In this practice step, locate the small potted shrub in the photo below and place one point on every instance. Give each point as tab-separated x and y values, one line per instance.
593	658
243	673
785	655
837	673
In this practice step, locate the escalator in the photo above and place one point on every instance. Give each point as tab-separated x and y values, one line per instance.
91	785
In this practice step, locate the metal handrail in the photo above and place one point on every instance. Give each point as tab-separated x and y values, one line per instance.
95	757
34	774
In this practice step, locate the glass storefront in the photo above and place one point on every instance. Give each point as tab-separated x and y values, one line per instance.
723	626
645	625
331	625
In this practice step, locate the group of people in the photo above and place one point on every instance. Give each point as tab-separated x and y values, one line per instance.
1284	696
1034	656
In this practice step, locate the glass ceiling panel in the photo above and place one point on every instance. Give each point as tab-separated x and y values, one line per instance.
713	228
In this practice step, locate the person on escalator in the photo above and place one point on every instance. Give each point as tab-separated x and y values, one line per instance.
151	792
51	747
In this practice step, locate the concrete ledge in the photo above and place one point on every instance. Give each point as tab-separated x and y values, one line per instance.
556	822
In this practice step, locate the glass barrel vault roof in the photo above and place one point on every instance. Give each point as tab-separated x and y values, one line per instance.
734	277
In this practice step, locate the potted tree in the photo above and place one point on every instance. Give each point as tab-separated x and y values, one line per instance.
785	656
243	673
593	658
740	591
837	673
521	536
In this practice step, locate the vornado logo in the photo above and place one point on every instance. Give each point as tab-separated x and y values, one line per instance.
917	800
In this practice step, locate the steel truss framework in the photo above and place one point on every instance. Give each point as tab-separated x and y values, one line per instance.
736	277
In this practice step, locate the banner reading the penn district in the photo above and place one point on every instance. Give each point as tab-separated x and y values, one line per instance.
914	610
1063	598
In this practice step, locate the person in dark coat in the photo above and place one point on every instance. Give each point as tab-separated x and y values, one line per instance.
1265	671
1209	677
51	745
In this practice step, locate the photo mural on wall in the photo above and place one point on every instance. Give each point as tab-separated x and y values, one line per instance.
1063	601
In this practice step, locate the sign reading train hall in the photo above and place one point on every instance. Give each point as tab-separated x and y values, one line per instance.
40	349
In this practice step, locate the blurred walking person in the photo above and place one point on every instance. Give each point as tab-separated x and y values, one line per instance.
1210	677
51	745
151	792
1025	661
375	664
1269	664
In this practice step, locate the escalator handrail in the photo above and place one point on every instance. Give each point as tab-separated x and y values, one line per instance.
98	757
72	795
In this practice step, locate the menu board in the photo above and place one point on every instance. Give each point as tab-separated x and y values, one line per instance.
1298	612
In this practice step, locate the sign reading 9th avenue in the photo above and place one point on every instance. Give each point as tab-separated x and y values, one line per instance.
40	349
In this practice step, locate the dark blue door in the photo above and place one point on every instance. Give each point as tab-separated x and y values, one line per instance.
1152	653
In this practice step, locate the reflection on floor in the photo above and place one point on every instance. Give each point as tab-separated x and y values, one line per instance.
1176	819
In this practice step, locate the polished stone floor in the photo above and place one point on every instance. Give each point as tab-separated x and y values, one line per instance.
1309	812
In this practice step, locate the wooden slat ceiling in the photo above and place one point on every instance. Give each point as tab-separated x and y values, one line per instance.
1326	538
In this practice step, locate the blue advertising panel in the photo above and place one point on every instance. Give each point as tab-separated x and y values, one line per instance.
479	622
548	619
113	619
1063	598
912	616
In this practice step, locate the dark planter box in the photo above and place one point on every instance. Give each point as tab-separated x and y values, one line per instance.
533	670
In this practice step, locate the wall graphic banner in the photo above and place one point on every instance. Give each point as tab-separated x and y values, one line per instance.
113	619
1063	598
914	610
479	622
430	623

**Assigned task:** Every entry in the listing above is to be repeated verbatim.

**Solution to this problem:**
In this practice step, locate the small potted shrub in the photo below and place one point on every instance. Give each point as tab-separated x and y values, one line per instance.
593	658
243	673
785	655
837	673
In this practice step, locate the escalator in the photo above and place one point on every instance. Give each point as tab-separated x and y values, one line per instance.
91	785
In this practice step, locate the metal handrail in the photo above and place one point on every instance. Give each point as tab-separated x and y values, one line per instance.
95	757
34	774
In this practice step, locate the glass storefront in the photo above and place one point on every instance. Give each point as tab-separated x and y values, one line per instance.
723	626
645	625
331	625
In this practice step, locate the group of people in the photo above and place one point on every instance. Give each point as tab-separated x and y values, one line per instance.
1284	696
1034	656
In this practice step, locate the glass ceiling panel in the photo above and place one point on every instance. Give each point as tab-separated x and y values, one line per instance.
713	228
In this practice step, locate the person on escalator in the photo above and place one point on every instance. Give each point as tab-separated x and y values, one line per instance.
151	792
51	747
In this practice step, locate the concrete ledge in the photo above and place one point on every instance. Give each point as tab-separated x and y values, one line per instance.
556	822
In this practice step, locate the glass barrel vault roof in the photo above and place one point on every instance. Give each point as tab-separated x and y values, one line per instance.
734	277
In this practice step, locate the potted tree in the photo above and place one point on every instance. Give each point as tab-separated x and y values, one line per instance.
785	656
243	673
593	658
740	591
837	673
521	536
In this practice step, locate the vornado logo in the photo above and place one point on every instance. Give each point as tab-separated x and y values, one line per instance.
917	800
In this practice step, locate the steel truss framework in the photo above and place one point on every instance. Give each point as tab-separated x and y values, one line per instance.
736	277
In this practice step, locate the banner reading the penn district in the photo above and place one point on every instance. Give each point as tab-separated x and y values, one line per instance.
914	610
1063	598
In this practice step, locate the person in dark coat in the photo above and place one point on every instance. Give each point as tab-separated x and y values, one line per instance.
1265	671
1209	677
51	745
In this practice step, locate the photo mural on wall in the photo above and place one point on every instance. Give each point as tab-separated x and y values, one line per instance.
1063	601
In this practice step, locate the sign reading train hall in the photo above and place one point on every instance. Give each point as tab-separated x and y values, one line per instance.
40	349
In this practice step, locate the blurred walking person in the photo above and place one point on every instance. Give each point as tab-separated x and y values, one line per instance.
1210	677
51	745
151	792
1025	661
375	664
1269	664
In this practice step, locate the escalator handrail in the photo above and place one point on every instance. Give each point as tab-separated x and y values, one line per instance.
98	757
72	795
In this practice step, locate the menu board in the photo above and place one point on every instance. Give each point as tab-separated x and y values, one line per instance.
1298	612
In this practice step, locate the sign reading 9th avenue in the photo above and place one point on every instance. Give each point as tab-separated x and y values, one line per instance.
40	349
In this practice step, locate the dark blue door in the photo above and place one point on every instance. Give each point as tab-separated x and y values, one line per instance.
1152	653
In this practice step, locate the reflection on floor in the photo above and place one point on every instance. Give each point as tab-separated x and y values, one line per instance.
1176	819
In this practice step, locate the polished stone floor in the photo above and place one point on every instance. Give each point as tab-separated x and y values, one line per instance.
1309	812
In this practice step, locate the wooden slat ceiling in the photo above and place one point on every instance. Give each point as tab-separated x and y values, one line per instance.
1326	538
In this practice step, locate the blue advertising panel in the photo above and place one point on every instance. Give each point as tab-separated x and y values, one line per instance.
479	622
548	619
113	619
1063	598
912	616
In this practice step, locate the dark planter box in the photo above and place one point on every instance. Give each point as tab-separated x and y values, one line per instance.
533	670
In this practice step, locate the wall graphic banner in the photo above and place one point on every instance. Give each point as tab-separated x and y values, one line per instance.
113	619
1063	598
914	610
479	622
430	623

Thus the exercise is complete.